- Jobs
[1] In the review of The Forevergone, condense the paragraph beginning "Firstly, players will separate the cards" into a short bulleted list of setup steps. Keep its main facts.
[2] From the review of The Forevergone, list every type of card the game box includes, with its count and border color.
[3] Carry the review of The Forevergone forward, starting right after its last sentence.

- Selected text
──────────────────────────────
DGA
Home > Board Games > The Forevergone

The Forevergone

Ever wanted to be a psychic warrior who can wield powerful thoughts?  Of course you have, what kind of silly question is that?!  “The Forevergone”, a two to four player card game, puts players in the shoes of such a warrior who are trying to eliminate their competition once and for all.  To do that, they’ll be trying to force their opponents’ cards into a discard pile known as, “The Void”.  Before I get into specifics, I’d like to thank Game Designer Rob Richmond for reaching out and providing me with a press copy for review purposes.  The game will be launching on Kickstarter on July 12th of 2016, however I’m told that my copy was the true and final version which is why I’m opting for a review instead of a preview.  The game can actually be purchased now via The Game Crafter, if you like what you see in this article.

 

The Forevergone: 2-4 Players, Ages 12+, Average Play Time = 30 Minutes

The Forevergone: 2-4 Players, Ages 12+, Average Play Time = 30 Minutes

 

Components

The game box includes 108 cards: Instructions (3, no border), Game Cards (100, black border), Collectible Art Cards (4, gold border), Bonus Music Card (1, white border).

Setup & Gameplay

Firstly, players will separate the cards into five separate piles by color.  Each color represents a specific discipline.  Once that’s done, players will choose two colors…one as their primary and one as their secondary, to form their build.  Players use ALL of the cards from their primary discipline, but remove all of the level III cards from their secondary discipline.  Once that’s done, each player’s set of cards are shuffled together to form their own individual face-down draw deck known as “The Ether”.  Players draw six cards from their deck to form their starting hand.

The game itself is played over turns, with each player completing a series of phases on their turn.  These phases are:

1. Opening: Deactivate any tech the player wishes.

2. Draw: On the player’s first turn, they draw one card.  On the player’s second turn, they draw two cards.  Every turn thereafter, the player draws three.  When you’ve drawn the last card from your draw pile, you’ll reshuffle the cards from your positive discard pile known as “The Memory” to form a new draw pile.  However, the top two cards from this new pile are placed into a negative discard pile known as, “The Void”.

3. Activation: The player may choose a power or tech to activate.  To activate a card, they’ll play it down in front of them and discard a number of cards from their hand equal to the cost shown on the played card (the roman numeral on the top right corner).  The discarded cards go the memory.  Techs remain face up where it remains persistent until removed.
──────────────────────────────
- Dataset content

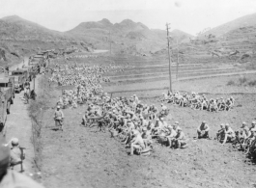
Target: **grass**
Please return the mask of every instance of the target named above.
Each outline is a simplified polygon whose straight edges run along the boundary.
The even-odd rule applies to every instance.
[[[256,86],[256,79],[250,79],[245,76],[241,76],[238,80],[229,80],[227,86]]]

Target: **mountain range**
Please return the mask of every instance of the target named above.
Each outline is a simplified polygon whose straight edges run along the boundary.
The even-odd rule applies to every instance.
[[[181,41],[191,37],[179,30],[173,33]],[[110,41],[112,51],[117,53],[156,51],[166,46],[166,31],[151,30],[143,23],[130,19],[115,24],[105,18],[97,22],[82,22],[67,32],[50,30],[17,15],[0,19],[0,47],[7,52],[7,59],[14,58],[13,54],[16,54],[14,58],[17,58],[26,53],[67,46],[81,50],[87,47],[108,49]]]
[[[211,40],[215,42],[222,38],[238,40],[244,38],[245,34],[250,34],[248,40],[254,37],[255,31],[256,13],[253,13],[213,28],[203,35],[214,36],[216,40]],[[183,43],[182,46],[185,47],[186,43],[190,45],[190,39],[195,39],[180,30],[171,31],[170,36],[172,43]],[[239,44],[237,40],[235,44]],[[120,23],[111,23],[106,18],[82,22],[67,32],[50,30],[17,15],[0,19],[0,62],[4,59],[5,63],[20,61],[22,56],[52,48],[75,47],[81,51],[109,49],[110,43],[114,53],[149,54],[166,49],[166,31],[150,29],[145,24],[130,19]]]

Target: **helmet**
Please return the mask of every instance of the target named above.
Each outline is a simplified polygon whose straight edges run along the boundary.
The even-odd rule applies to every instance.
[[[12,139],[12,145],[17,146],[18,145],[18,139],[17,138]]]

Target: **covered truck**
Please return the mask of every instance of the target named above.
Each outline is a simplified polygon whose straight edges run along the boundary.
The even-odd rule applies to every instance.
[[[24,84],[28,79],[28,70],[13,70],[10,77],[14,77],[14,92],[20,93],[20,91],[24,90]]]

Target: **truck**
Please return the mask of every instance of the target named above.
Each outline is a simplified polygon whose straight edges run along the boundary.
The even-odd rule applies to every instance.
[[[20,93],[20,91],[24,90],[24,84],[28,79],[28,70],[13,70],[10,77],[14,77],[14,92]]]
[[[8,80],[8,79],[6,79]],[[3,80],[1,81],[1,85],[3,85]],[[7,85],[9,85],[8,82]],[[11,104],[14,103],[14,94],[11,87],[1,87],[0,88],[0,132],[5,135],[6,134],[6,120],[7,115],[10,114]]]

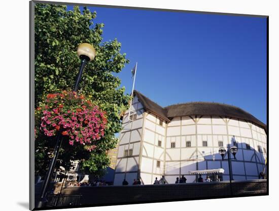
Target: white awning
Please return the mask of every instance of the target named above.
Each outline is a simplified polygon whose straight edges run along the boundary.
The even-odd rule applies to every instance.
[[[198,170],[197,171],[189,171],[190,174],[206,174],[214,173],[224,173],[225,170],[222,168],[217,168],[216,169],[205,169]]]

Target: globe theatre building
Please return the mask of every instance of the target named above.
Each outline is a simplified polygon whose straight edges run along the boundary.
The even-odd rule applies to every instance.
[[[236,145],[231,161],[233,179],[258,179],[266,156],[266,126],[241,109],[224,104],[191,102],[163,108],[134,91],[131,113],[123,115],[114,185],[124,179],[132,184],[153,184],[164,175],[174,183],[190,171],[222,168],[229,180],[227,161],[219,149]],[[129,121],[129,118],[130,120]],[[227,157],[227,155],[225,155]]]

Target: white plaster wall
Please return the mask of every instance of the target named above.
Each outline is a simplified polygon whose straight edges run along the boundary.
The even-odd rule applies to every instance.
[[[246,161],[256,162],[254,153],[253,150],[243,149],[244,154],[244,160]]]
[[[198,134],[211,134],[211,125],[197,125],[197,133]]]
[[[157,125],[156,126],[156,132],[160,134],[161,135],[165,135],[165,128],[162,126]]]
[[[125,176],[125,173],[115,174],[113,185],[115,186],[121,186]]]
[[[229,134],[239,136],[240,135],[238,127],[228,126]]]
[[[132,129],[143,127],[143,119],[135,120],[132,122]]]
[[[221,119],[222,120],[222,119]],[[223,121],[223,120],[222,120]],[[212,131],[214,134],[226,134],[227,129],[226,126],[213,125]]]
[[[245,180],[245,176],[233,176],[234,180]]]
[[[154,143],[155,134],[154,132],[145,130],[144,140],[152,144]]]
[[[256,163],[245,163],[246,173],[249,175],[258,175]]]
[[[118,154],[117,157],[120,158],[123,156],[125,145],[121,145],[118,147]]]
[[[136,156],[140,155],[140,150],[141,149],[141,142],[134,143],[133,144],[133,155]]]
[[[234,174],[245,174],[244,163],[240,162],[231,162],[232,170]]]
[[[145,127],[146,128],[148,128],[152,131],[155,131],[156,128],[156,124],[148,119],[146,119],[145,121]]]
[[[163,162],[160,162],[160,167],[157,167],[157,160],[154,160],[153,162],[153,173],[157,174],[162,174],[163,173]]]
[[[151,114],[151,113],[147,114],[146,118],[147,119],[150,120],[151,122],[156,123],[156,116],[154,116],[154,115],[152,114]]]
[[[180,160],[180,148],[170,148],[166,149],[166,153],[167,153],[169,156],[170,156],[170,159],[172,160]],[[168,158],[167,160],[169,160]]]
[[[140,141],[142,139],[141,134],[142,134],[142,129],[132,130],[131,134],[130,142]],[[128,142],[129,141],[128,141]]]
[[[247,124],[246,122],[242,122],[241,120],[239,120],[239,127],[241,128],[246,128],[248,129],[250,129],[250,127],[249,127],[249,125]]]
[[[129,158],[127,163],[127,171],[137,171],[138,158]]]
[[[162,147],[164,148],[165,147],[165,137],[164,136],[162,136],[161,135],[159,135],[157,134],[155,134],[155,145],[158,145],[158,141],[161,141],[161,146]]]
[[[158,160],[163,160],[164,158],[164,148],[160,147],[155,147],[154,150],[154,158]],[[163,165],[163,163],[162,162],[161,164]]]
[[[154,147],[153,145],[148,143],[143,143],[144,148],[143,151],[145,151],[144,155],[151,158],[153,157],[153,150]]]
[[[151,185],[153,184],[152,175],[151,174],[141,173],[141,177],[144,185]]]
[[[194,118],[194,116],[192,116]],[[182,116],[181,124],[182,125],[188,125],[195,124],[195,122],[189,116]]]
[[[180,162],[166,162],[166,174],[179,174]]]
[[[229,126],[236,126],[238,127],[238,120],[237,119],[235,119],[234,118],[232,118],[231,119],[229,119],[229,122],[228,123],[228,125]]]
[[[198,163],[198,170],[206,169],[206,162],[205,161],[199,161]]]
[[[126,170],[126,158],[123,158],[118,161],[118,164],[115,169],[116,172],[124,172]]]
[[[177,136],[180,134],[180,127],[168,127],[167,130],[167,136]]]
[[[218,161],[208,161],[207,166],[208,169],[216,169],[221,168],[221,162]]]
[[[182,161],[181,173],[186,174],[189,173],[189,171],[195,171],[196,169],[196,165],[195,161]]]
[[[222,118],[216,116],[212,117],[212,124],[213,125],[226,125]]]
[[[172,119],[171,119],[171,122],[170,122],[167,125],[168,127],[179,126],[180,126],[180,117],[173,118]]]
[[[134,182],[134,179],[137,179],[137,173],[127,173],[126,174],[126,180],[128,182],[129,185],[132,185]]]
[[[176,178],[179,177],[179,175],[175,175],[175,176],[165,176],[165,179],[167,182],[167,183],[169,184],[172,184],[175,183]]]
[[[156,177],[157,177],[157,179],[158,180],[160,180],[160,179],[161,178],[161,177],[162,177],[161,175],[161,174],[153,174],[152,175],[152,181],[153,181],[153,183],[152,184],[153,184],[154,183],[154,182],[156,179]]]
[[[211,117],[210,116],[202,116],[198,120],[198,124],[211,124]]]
──────────────────────────────
- Set of answers
[1]
- Sort the cards into five piles by color. Each color is a discipline.
- Each player chooses a primary color and a secondary color to form a build.
- Use all cards from the primary discipline. From the secondary discipline, use all cards except the level III cards.
- Shuffle each player's cards into a face-down draw deck called "The Ether."
- Each player draws six cards as a starting hand.

[2]
- Instructions: 3, no border
- Game Cards: 100, black border
- Collectible Art Cards: 4, gold border
- Bonus Music Card: 1, white border

[3]
4. Reactions: Any player may choose to play a reaction to activate in response to the active player’s card.  All cards played in this way are stacked on top of each other as they are played.

5. Resolution: All cards played resolve from the top down until all actions are complete.  Powers and reactions which resolved go into the owner’s “Memory” pile.  All active techs stay face up on the table.  Any thoughts/cards that cancel activation go to the owner’s void pile.

6. Additional Activation: The player may return to step three if they have another card they’d like to play this turn.

7. Closing: A player has at least fifteen cards in their void at this point, they are eliminated.  If there is no victor, then the activate player discards their hand down to eight cards…any cards discarded go to the void.  If this would cause them to reach or exceed their void limit, they are eliminated.

Play continues until only one player is left standing, in which case they become the winner!

Editor’s Note: The above doesn’t cover all of the rules found in the manual, but should give you an idea as to how the game is played.

 

5d7f458884e499252053fe2f34f84e118cebccf6

 

The Review

At first glance, this game seemed very similar to “Magic: The Gathering” (which is not necessarily a bad thing).  For example, both games feature five unique colored card types that tend to favor a specific strategy or play style.  With that said, “The Forevergone” incorporates a lot of cool, unique mechanics that makes it stand out on its own.  The idea of using the second discard pile as a game ending condition, for example, saves me from having to count hit points every time there’s a confrontation.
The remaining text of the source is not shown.